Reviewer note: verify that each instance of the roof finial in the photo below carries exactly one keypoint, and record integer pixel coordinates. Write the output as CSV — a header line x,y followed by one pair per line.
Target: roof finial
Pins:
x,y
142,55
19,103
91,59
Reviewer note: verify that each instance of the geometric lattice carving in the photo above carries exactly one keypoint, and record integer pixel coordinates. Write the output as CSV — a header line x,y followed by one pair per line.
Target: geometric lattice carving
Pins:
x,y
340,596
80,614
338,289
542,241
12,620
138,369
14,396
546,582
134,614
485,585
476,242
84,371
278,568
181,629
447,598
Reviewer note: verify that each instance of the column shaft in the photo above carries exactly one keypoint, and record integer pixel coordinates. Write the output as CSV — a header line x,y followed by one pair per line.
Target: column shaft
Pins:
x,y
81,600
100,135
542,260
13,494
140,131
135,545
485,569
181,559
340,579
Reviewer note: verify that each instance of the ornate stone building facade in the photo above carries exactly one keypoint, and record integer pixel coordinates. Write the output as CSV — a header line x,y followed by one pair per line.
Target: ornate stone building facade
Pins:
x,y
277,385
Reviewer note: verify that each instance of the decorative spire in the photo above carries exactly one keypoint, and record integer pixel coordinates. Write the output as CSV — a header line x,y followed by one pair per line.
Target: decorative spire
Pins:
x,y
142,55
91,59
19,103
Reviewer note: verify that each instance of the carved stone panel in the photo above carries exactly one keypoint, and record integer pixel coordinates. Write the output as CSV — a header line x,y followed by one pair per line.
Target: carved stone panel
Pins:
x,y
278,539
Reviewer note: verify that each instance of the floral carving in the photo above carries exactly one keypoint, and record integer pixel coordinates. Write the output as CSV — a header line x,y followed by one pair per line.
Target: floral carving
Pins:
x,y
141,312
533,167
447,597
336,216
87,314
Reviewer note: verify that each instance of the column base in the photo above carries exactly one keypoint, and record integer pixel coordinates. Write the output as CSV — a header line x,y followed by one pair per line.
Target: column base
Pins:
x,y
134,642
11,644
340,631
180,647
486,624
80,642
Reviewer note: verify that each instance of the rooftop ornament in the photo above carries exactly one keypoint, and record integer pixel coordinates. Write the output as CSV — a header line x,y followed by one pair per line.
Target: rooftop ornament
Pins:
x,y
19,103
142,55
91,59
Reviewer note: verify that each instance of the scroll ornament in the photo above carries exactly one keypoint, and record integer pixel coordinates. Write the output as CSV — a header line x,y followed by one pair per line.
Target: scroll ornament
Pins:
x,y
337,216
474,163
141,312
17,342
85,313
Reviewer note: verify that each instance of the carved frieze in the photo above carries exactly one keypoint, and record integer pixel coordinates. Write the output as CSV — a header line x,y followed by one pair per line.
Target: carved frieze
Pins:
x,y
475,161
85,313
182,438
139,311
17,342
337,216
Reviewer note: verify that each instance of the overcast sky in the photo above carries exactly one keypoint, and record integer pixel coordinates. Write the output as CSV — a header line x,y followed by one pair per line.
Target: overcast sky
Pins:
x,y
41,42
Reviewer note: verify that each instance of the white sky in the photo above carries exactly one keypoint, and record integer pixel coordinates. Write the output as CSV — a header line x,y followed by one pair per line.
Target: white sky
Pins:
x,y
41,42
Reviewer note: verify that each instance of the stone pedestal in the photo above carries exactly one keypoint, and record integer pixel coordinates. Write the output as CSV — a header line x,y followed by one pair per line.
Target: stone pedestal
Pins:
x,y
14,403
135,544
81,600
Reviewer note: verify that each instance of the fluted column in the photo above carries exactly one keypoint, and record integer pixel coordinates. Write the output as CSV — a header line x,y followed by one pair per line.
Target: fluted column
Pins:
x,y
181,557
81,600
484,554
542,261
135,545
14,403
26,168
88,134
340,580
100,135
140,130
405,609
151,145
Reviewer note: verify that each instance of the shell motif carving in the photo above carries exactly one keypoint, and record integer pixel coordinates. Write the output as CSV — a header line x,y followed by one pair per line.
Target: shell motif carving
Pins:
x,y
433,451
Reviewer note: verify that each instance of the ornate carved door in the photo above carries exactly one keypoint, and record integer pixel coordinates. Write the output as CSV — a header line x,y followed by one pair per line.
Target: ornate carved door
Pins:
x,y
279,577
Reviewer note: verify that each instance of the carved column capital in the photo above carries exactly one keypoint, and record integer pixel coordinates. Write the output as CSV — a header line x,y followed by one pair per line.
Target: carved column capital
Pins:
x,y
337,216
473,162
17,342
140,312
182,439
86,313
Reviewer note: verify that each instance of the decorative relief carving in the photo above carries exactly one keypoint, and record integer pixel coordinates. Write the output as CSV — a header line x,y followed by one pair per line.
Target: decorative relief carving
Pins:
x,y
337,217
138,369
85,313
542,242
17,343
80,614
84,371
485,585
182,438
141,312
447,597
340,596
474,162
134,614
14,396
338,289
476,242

## TASK
Copy each line of the listing that includes "door".

## OUTPUT
Reviewer note: verify that each instance of the ornate carved door in the photo above carries exactly one keypoint, and record integer pixel coordinates. Write the output as CSV — a header line x,y followed by one pair per line.
Target: ornate carved door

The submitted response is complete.